╭─ EXTRACTED TEXT

Reia Chapman liberates people through mental and emotional wellness

Reia Chapman (Photo courtesy of Charisma Howard-A Brew and You Photography)

Reia Chapman, founder and director of clinical services at the Center for Family & Maternal Wellness in Charlotte, North Carolina, is committed to helping others. Chapman embodies what she considers to be her calling and a commitment to liberating clients through mental and emotional wellness. As a professional social worker, psychotherapist and public speaker, she strives to break down misconceptions of mental illness. In observance of Mental Health Awareness Month, Chapman spoke with rolling out.

Tell us about the Center for Family & Maternal Wellness?

The Center for Family & Maternal Wellness is an outpatient therapy practice serving the greater Charlotte area. We are completely staffed with women of color and specialize in providing queer- and trans people of color-affirmative psychotherapy, maternal mental health and trauma-focused cognitive behavioral therapy.

What stigmas affect the Black community regarding mental illness?

Common stigmas involve culturally held beliefs about mental health, spirituality and gender roles and toxic masculinity, but I am seeing a trend in stigma around money and healthcare coverage. Many people experience feelings of shame for needing help paying for care or medications or are unable to meet requirements for insurance and are choosing to suffer in silence.

In your opinion, what are some steps we can do to change the stigma?

It’s important to keep naming and normalizing our responses to the lives we are living. Oftentimes, when we ask people about their family mental health history, they either don’t know [because no one talked about it], or they literally don’t have the language to describe the observation. The latter could be cultural, e.g., Asian or Hispanic communities, or as a result of the poor [or] limited documentation of the medical histories of Black folks.

╰─

WHAT TO WORK ON:
(a) According to the Reia Chapman interview, what area does the Center for Family & Maternal Wellness serve?
(b) Decide whether each statement agrees with the Reia Chapman interview. Answer yes or no and quote the words from the interview that decide it.
(i) The Center for Family & Maternal Wellness is staffed entirely by women of color.
(ii) Chapman identifies religion as the area where she sees a growing trend in stigma.
(iii) Chapman spoke with rolling out in observance of Suicide Prevention Month.
(c) Return the passage of the Reia Chapman interview that starts at "Reia Chapman (Photo" and ends at "Family & Maternal Wellness?".

╭─ PROVIDED RECORDS

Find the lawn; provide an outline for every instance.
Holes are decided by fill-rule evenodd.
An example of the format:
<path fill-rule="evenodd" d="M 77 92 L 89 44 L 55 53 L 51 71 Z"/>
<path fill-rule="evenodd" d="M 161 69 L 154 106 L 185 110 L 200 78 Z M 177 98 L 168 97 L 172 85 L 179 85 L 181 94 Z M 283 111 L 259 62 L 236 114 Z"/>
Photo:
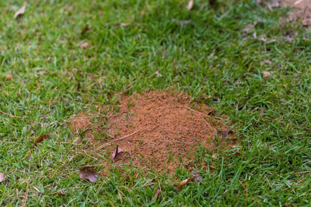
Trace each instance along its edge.
<path fill-rule="evenodd" d="M 0 205 L 311 206 L 310 31 L 256 1 L 0 1 Z M 79 178 L 105 169 L 70 117 L 172 90 L 227 116 L 242 156 L 202 154 L 180 191 L 181 168 Z"/>

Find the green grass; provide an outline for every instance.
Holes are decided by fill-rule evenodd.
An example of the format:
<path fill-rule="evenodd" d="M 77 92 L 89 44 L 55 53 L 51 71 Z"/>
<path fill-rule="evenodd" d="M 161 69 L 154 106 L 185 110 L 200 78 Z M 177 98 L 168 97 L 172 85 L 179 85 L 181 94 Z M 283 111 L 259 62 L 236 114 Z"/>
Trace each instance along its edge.
<path fill-rule="evenodd" d="M 76 1 L 28 1 L 15 20 L 24 2 L 0 1 L 0 110 L 27 119 L 0 113 L 0 173 L 7 176 L 0 205 L 120 206 L 118 192 L 126 206 L 311 205 L 311 35 L 299 22 L 282 23 L 287 9 L 255 0 L 214 7 L 196 0 L 190 11 L 185 0 L 81 0 L 70 10 Z M 87 24 L 91 29 L 79 34 Z M 255 39 L 255 31 L 276 41 Z M 267 60 L 272 64 L 261 65 Z M 152 75 L 159 70 L 162 77 Z M 81 181 L 79 166 L 103 170 L 103 155 L 74 144 L 83 137 L 73 136 L 68 118 L 96 114 L 123 92 L 172 88 L 228 115 L 243 156 L 220 151 L 213 160 L 199 147 L 214 173 L 196 165 L 202 182 L 179 192 L 172 183 L 191 175 L 181 168 L 146 175 L 125 167 L 127 181 L 118 168 L 95 183 Z M 53 136 L 33 146 L 31 138 L 45 133 Z M 163 197 L 152 200 L 159 185 Z"/>

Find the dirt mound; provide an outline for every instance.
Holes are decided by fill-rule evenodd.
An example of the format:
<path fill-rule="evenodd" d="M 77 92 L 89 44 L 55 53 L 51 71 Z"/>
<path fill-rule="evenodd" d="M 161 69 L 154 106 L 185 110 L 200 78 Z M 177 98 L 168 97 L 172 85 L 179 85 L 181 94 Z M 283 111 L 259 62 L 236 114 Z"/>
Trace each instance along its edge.
<path fill-rule="evenodd" d="M 169 172 L 176 166 L 188 168 L 202 163 L 204 160 L 199 160 L 202 152 L 211 157 L 218 149 L 234 144 L 233 139 L 222 138 L 217 133 L 219 127 L 209 122 L 212 109 L 195 105 L 195 108 L 202 110 L 192 109 L 186 95 L 173 93 L 151 92 L 121 99 L 118 115 L 109 117 L 106 124 L 110 138 L 94 148 L 107 156 L 117 144 L 123 151 L 113 160 L 107 156 L 104 163 Z M 75 124 L 81 124 L 77 121 L 72 123 L 74 128 Z"/>

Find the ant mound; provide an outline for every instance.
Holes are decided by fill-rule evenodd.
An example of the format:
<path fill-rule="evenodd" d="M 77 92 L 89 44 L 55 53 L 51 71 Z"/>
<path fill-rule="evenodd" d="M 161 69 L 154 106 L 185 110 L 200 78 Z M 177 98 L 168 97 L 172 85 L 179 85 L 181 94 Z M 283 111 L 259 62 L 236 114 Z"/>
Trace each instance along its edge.
<path fill-rule="evenodd" d="M 233 146 L 233 140 L 222 138 L 219 128 L 209 122 L 212 109 L 194 105 L 193 109 L 186 95 L 171 92 L 123 97 L 118 115 L 109 116 L 105 124 L 109 139 L 94 151 L 104 153 L 103 164 L 108 166 L 152 167 L 169 173 L 176 167 L 202 164 L 206 154 L 211 158 L 219 149 Z"/>

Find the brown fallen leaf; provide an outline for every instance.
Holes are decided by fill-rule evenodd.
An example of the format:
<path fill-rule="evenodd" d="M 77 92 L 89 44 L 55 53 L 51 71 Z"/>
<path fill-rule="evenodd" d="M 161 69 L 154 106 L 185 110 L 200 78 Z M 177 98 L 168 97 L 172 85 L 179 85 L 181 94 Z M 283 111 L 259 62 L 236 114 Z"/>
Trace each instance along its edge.
<path fill-rule="evenodd" d="M 257 21 L 254 22 L 253 24 L 248 24 L 244 27 L 242 29 L 242 31 L 244 33 L 248 33 L 251 29 L 255 28 L 255 26 L 256 26 L 257 24 Z"/>
<path fill-rule="evenodd" d="M 191 10 L 192 8 L 192 7 L 193 6 L 193 0 L 190 0 L 188 2 L 188 6 L 187 6 L 187 8 L 188 10 Z"/>
<path fill-rule="evenodd" d="M 38 142 L 41 142 L 44 139 L 48 138 L 51 136 L 52 135 L 50 134 L 41 134 L 39 137 L 37 137 L 37 138 L 36 138 L 36 140 L 35 141 L 34 144 L 35 145 Z"/>
<path fill-rule="evenodd" d="M 104 16 L 104 12 L 101 11 L 99 12 L 99 17 L 100 19 L 102 18 Z"/>
<path fill-rule="evenodd" d="M 297 0 L 294 2 L 294 3 L 293 4 L 293 5 L 295 6 L 298 6 L 303 2 L 304 1 L 304 0 Z"/>
<path fill-rule="evenodd" d="M 241 154 L 239 152 L 237 152 L 234 154 L 234 155 L 235 156 L 243 156 L 243 154 Z"/>
<path fill-rule="evenodd" d="M 72 4 L 70 6 L 66 6 L 64 7 L 64 10 L 67 10 L 69 11 L 71 11 L 73 9 L 74 7 L 76 6 L 76 4 L 75 3 L 74 3 L 73 4 Z"/>
<path fill-rule="evenodd" d="M 130 179 L 130 176 L 129 175 L 126 175 L 124 177 L 123 177 L 121 178 L 121 181 L 123 181 L 124 180 L 126 180 Z"/>
<path fill-rule="evenodd" d="M 264 64 L 267 64 L 268 65 L 272 65 L 272 61 L 270 60 L 265 60 L 263 61 L 260 62 L 260 66 L 262 66 Z"/>
<path fill-rule="evenodd" d="M 263 77 L 263 78 L 266 78 L 268 76 L 271 75 L 271 73 L 268 71 L 263 71 L 262 77 Z"/>
<path fill-rule="evenodd" d="M 157 77 L 162 77 L 162 74 L 159 73 L 158 71 L 156 71 L 156 72 L 155 73 L 156 74 L 156 76 Z"/>
<path fill-rule="evenodd" d="M 24 14 L 26 11 L 26 6 L 24 5 L 21 8 L 19 9 L 18 11 L 15 12 L 14 14 L 14 18 L 16 19 L 20 15 Z"/>
<path fill-rule="evenodd" d="M 91 167 L 85 167 L 79 169 L 80 171 L 80 178 L 88 180 L 91 182 L 97 180 L 98 173 Z"/>
<path fill-rule="evenodd" d="M 5 178 L 7 177 L 7 176 L 5 175 L 5 173 L 0 173 L 0 182 L 2 181 L 4 181 Z"/>
<path fill-rule="evenodd" d="M 65 194 L 61 191 L 57 193 L 57 195 L 58 197 L 62 197 L 65 196 Z"/>
<path fill-rule="evenodd" d="M 180 182 L 180 183 L 179 183 L 179 185 L 178 186 L 176 187 L 176 188 L 177 188 L 177 190 L 181 190 L 184 187 L 187 185 L 187 183 L 190 182 L 190 181 L 192 180 L 194 178 L 193 175 L 191 175 L 188 179 L 186 179 L 185 180 L 184 180 L 181 182 Z"/>
<path fill-rule="evenodd" d="M 81 34 L 83 34 L 86 32 L 87 32 L 88 31 L 91 29 L 92 29 L 91 26 L 89 26 L 88 25 L 86 25 L 85 26 L 85 27 L 84 28 L 84 29 L 83 29 L 83 30 L 81 30 L 80 29 L 79 31 L 79 33 L 80 33 Z"/>
<path fill-rule="evenodd" d="M 85 43 L 83 43 L 82 44 L 81 44 L 80 45 L 80 47 L 82 48 L 84 48 L 85 47 L 86 47 L 89 46 L 89 43 L 87 42 L 86 42 Z"/>
<path fill-rule="evenodd" d="M 113 153 L 112 155 L 111 155 L 111 156 L 110 156 L 110 157 L 112 159 L 114 159 L 114 158 L 116 156 L 118 155 L 118 153 L 122 151 L 123 151 L 123 150 L 121 148 L 119 148 L 118 146 L 118 145 L 117 145 L 117 148 L 116 148 L 116 150 L 114 151 L 114 152 Z"/>
<path fill-rule="evenodd" d="M 161 191 L 159 188 L 157 188 L 156 191 L 156 194 L 155 194 L 154 196 L 152 198 L 152 200 L 154 200 L 156 199 L 158 197 L 158 196 L 159 196 L 159 194 L 161 192 Z"/>
<path fill-rule="evenodd" d="M 212 155 L 212 159 L 214 160 L 216 160 L 218 159 L 218 158 L 216 156 L 216 155 L 215 154 L 214 154 Z"/>
<path fill-rule="evenodd" d="M 262 105 L 260 105 L 260 116 L 263 115 L 263 108 L 262 108 Z"/>
<path fill-rule="evenodd" d="M 5 79 L 7 80 L 11 80 L 14 78 L 14 76 L 12 74 L 8 74 L 5 76 Z"/>
<path fill-rule="evenodd" d="M 202 182 L 202 181 L 203 180 L 203 179 L 202 178 L 202 176 L 200 175 L 198 173 L 197 173 L 196 172 L 193 171 L 191 173 L 192 174 L 192 175 L 193 176 L 193 177 L 194 178 L 194 181 L 196 182 Z"/>
<path fill-rule="evenodd" d="M 221 131 L 221 135 L 222 138 L 228 137 L 230 134 L 233 133 L 234 132 L 232 130 L 224 130 Z"/>
<path fill-rule="evenodd" d="M 122 27 L 126 27 L 129 25 L 129 23 L 121 23 L 120 24 L 120 25 Z"/>

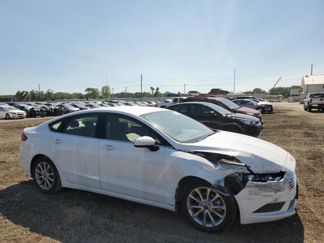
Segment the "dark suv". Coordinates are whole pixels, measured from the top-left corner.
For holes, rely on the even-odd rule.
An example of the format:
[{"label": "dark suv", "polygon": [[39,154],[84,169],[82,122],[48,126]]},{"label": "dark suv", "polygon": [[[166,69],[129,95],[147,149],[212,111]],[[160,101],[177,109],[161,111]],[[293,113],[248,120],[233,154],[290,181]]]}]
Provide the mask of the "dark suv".
[{"label": "dark suv", "polygon": [[186,102],[166,108],[187,115],[208,127],[253,137],[261,134],[262,125],[252,115],[234,113],[208,102]]},{"label": "dark suv", "polygon": [[239,106],[235,103],[225,98],[208,96],[188,97],[186,99],[183,99],[180,103],[189,102],[190,101],[202,101],[204,102],[212,103],[222,108],[224,108],[231,112],[240,113],[241,114],[245,114],[246,115],[253,115],[259,119],[261,122],[261,124],[263,123],[262,115],[261,115],[261,113],[260,113],[259,111],[254,109],[251,109],[251,108]]}]

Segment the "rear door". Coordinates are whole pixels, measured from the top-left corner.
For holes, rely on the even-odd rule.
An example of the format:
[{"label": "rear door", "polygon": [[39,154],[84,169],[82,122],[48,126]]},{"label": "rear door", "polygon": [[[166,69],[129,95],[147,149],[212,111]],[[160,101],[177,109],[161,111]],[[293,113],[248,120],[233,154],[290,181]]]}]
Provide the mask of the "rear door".
[{"label": "rear door", "polygon": [[98,117],[98,114],[88,113],[71,116],[65,125],[50,127],[55,131],[63,126],[61,132],[53,133],[50,145],[55,162],[68,182],[100,188],[96,137]]}]

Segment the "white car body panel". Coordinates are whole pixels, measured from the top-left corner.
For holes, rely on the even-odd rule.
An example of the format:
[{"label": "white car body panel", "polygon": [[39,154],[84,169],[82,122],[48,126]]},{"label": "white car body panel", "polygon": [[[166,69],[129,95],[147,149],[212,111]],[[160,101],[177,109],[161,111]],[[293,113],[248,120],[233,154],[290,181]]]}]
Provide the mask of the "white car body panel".
[{"label": "white car body panel", "polygon": [[[184,177],[201,178],[214,186],[224,181],[227,175],[243,170],[242,167],[237,169],[237,167],[226,169],[186,151],[229,155],[250,166],[255,173],[279,172],[280,170],[286,172],[284,179],[279,181],[248,182],[245,188],[234,196],[241,223],[275,220],[295,213],[296,188],[289,188],[289,183],[295,176],[297,183],[296,161],[290,154],[260,139],[223,131],[194,143],[177,142],[139,116],[158,111],[166,112],[166,110],[140,106],[103,107],[73,112],[25,129],[24,132],[28,139],[21,143],[21,166],[30,176],[33,157],[44,154],[56,166],[63,186],[175,211],[175,194],[179,181]],[[136,148],[130,142],[85,139],[74,135],[66,137],[49,128],[49,123],[63,117],[107,112],[137,119],[155,130],[172,147],[160,146],[159,150],[152,152],[146,148]],[[63,143],[59,146],[52,144],[57,139],[63,140]],[[106,149],[107,145],[112,149]],[[279,211],[253,213],[268,203],[281,201],[285,203]]]}]

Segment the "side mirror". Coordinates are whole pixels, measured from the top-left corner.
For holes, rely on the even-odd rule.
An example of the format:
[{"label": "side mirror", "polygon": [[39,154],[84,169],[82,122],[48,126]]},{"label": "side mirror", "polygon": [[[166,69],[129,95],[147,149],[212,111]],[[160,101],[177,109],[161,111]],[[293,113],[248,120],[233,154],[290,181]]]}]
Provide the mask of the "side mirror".
[{"label": "side mirror", "polygon": [[215,113],[214,111],[210,111],[209,112],[208,112],[207,113],[207,116],[216,116],[216,113]]},{"label": "side mirror", "polygon": [[155,140],[150,137],[144,136],[137,138],[134,141],[134,146],[137,148],[147,148],[151,151],[157,151],[159,149],[155,144]]}]

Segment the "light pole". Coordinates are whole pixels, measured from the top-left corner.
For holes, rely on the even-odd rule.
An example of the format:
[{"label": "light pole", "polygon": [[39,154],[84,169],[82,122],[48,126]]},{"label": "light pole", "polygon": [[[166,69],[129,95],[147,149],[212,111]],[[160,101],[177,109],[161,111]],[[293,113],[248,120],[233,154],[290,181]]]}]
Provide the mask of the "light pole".
[{"label": "light pole", "polygon": [[233,69],[234,71],[234,93],[235,93],[235,69]]}]

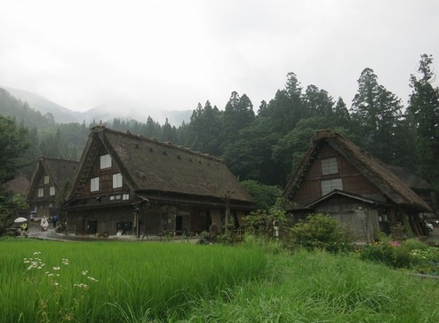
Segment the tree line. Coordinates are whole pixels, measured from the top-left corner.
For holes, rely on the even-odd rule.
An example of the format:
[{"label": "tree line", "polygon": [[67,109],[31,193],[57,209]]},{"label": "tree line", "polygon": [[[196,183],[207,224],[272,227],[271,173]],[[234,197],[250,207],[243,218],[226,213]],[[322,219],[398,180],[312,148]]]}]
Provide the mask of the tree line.
[{"label": "tree line", "polygon": [[[361,73],[349,107],[315,85],[302,87],[297,75],[289,73],[284,88],[268,102],[261,101],[256,112],[246,94],[233,91],[223,110],[210,101],[199,103],[190,122],[178,127],[167,120],[161,125],[151,117],[146,122],[115,119],[104,124],[223,158],[241,181],[279,187],[288,181],[315,131],[332,129],[385,163],[404,167],[439,187],[439,90],[433,84],[431,55],[421,55],[417,72],[409,77],[412,92],[406,107],[368,67]],[[0,104],[4,105],[4,96],[0,91]],[[7,101],[11,106],[13,98]],[[20,111],[28,113],[27,103],[17,102]],[[28,161],[38,155],[79,160],[88,129],[100,123],[56,124],[41,114],[36,120],[28,129]],[[17,121],[26,125],[25,118]]]}]

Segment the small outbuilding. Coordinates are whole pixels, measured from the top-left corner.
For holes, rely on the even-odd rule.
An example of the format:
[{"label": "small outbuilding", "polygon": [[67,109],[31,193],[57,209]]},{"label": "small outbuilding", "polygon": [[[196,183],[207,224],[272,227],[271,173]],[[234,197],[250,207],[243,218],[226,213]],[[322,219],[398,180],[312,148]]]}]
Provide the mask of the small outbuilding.
[{"label": "small outbuilding", "polygon": [[75,161],[39,157],[26,193],[30,210],[40,217],[54,216],[63,206],[77,166]]},{"label": "small outbuilding", "polygon": [[312,213],[329,214],[366,241],[398,223],[422,235],[424,214],[432,212],[387,165],[331,130],[312,138],[283,197],[293,202],[292,223]]}]

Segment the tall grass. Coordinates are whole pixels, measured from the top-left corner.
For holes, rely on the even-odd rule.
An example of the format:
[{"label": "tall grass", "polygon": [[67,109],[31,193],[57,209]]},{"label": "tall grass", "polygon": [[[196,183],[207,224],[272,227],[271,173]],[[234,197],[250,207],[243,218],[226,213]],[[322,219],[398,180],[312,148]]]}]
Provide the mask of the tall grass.
[{"label": "tall grass", "polygon": [[4,240],[4,322],[178,319],[201,297],[260,275],[259,248]]},{"label": "tall grass", "polygon": [[439,322],[438,280],[303,250],[272,256],[269,266],[264,280],[201,300],[188,321]]}]

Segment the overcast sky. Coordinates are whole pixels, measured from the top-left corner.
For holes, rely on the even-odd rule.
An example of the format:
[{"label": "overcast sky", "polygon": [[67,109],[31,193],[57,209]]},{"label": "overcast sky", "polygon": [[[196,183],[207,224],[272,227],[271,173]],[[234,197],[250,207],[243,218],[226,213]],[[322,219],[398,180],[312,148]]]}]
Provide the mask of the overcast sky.
[{"label": "overcast sky", "polygon": [[437,0],[0,4],[0,86],[75,111],[223,109],[236,91],[256,112],[289,72],[350,107],[365,67],[405,105],[420,55],[439,66]]}]

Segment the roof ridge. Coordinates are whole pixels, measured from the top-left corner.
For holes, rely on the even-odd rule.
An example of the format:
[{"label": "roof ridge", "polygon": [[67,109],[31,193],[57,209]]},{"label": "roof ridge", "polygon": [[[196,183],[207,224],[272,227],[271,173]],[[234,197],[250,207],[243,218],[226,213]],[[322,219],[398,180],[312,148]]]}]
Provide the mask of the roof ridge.
[{"label": "roof ridge", "polygon": [[171,143],[170,141],[158,141],[157,139],[147,138],[143,135],[136,135],[136,134],[133,134],[132,132],[131,132],[130,130],[121,131],[121,130],[117,130],[115,129],[108,128],[104,125],[97,125],[95,127],[91,128],[90,130],[92,132],[114,132],[114,133],[117,133],[120,135],[128,136],[128,137],[131,137],[131,138],[133,138],[136,139],[149,142],[149,143],[154,144],[154,145],[158,145],[158,146],[163,146],[163,147],[180,150],[180,151],[182,151],[185,153],[192,154],[196,155],[196,156],[200,156],[203,158],[210,159],[210,160],[214,161],[214,162],[220,162],[224,163],[223,159],[212,156],[209,154],[203,154],[200,152],[196,152],[196,151],[194,151],[190,148],[185,147],[183,146],[174,145],[174,144]]}]

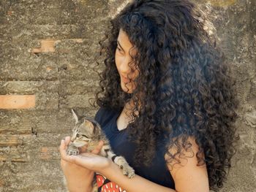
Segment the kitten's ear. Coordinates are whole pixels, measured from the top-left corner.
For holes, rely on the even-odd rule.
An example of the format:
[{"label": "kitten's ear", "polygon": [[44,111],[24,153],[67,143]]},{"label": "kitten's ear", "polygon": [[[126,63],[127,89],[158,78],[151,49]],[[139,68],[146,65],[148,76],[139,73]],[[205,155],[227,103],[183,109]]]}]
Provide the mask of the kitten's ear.
[{"label": "kitten's ear", "polygon": [[78,115],[75,114],[75,112],[74,112],[73,109],[71,109],[72,113],[73,114],[73,117],[75,120],[75,124],[78,123]]}]

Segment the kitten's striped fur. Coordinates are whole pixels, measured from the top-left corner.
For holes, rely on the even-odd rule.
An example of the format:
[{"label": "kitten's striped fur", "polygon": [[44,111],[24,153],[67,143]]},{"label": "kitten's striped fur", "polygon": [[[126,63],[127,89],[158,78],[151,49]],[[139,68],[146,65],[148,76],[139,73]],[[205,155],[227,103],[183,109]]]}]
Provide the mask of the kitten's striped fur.
[{"label": "kitten's striped fur", "polygon": [[72,112],[75,119],[75,126],[72,129],[71,142],[67,150],[67,154],[69,155],[79,154],[78,147],[85,145],[88,145],[87,150],[91,151],[102,140],[104,142],[104,145],[99,155],[111,159],[122,169],[124,174],[127,175],[129,178],[133,177],[135,176],[134,169],[129,166],[124,157],[116,155],[112,151],[109,141],[102,131],[99,124],[96,120],[86,117],[78,119],[73,110]]}]

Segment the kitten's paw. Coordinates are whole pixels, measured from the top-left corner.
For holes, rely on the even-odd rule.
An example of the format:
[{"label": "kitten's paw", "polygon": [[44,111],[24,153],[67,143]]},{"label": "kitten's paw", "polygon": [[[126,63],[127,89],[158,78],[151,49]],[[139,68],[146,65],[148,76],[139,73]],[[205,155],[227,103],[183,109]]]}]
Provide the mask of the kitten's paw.
[{"label": "kitten's paw", "polygon": [[69,155],[78,155],[79,154],[79,150],[78,149],[67,149],[67,154]]},{"label": "kitten's paw", "polygon": [[115,161],[115,163],[119,166],[120,169],[123,170],[123,174],[124,175],[127,175],[129,178],[132,178],[135,175],[135,170],[128,164],[123,157],[117,157]]},{"label": "kitten's paw", "polygon": [[128,164],[123,165],[121,169],[123,170],[123,174],[124,175],[127,175],[129,178],[132,178],[133,177],[135,177],[135,170]]}]

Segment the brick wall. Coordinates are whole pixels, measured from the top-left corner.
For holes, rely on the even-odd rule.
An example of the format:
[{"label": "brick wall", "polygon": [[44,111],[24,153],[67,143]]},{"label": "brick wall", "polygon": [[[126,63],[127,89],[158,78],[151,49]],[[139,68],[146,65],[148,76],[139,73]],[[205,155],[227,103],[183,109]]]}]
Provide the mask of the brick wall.
[{"label": "brick wall", "polygon": [[[97,42],[124,1],[0,1],[0,191],[64,191],[60,139],[73,126],[71,108],[96,112],[88,99],[97,86]],[[241,139],[222,191],[255,191],[255,1],[197,1],[211,4],[241,101]]]}]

╰─

COMPLETED EXERCISE:
(a) The greater Charlotte area

(b)
(i) Yes: "We are completely staffed with women of color"
(ii) No: "but I am seeing a trend in stigma around money and healthcare coverage"
(iii) No: "In observance of Mental Health Awareness Month, Chapman spoke with rolling out."

(c)
Reia Chapman (Photo courtesy of Charisma Howard-A Brew and You Photography)

Reia Chapman, founder and director of clinical services at the Center for Family & Maternal Wellness in Charlotte, North Carolina, is committed to helping others. Chapman embodies what she considers to be her calling and a commitment to liberating clients through mental and emotional wellness. As a professional social worker, psychotherapist and public speaker, she strives to break down misconceptions of mental illness. In observance of Mental Health Awareness Month, Chapman spoke with rolling out.

Tell us about the Center for Family & Maternal Wellness?